MATERIAL PROVIDED:
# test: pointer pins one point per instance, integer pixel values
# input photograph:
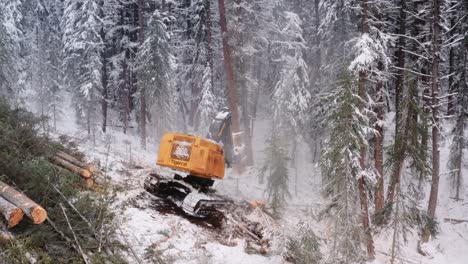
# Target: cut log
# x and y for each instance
(4, 238)
(75, 161)
(31, 209)
(455, 221)
(12, 214)
(73, 168)
(89, 181)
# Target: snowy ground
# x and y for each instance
(145, 229)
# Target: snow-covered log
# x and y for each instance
(75, 161)
(73, 168)
(12, 214)
(31, 209)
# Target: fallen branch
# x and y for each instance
(245, 230)
(12, 214)
(32, 210)
(75, 161)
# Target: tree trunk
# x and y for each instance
(401, 62)
(435, 116)
(378, 152)
(451, 88)
(29, 207)
(141, 37)
(362, 161)
(379, 138)
(13, 215)
(400, 132)
(104, 92)
(73, 168)
(209, 42)
(75, 161)
(318, 55)
(232, 90)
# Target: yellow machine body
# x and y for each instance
(194, 155)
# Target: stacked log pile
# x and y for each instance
(86, 171)
(12, 202)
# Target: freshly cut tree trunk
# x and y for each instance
(12, 214)
(232, 89)
(4, 237)
(73, 168)
(32, 210)
(141, 38)
(75, 161)
(362, 161)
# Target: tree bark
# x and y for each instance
(75, 161)
(104, 92)
(73, 168)
(451, 88)
(379, 138)
(232, 89)
(378, 152)
(209, 42)
(362, 161)
(401, 62)
(32, 210)
(435, 116)
(400, 132)
(13, 215)
(141, 37)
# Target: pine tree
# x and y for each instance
(275, 169)
(82, 47)
(8, 54)
(341, 169)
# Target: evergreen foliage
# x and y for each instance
(303, 247)
(275, 170)
(341, 169)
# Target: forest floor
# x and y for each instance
(155, 232)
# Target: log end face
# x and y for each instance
(15, 218)
(39, 215)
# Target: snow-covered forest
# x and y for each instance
(349, 116)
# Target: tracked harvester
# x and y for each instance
(197, 163)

WHAT IS BEING ASKED:
Every line above in which the word "tree" occurs needs to be copied.

OUTPUT FOR THIS TASK:
# Target: tree trunk
# Target: freshly cut tree trunk
# Target: tree bark
# Target: pine tree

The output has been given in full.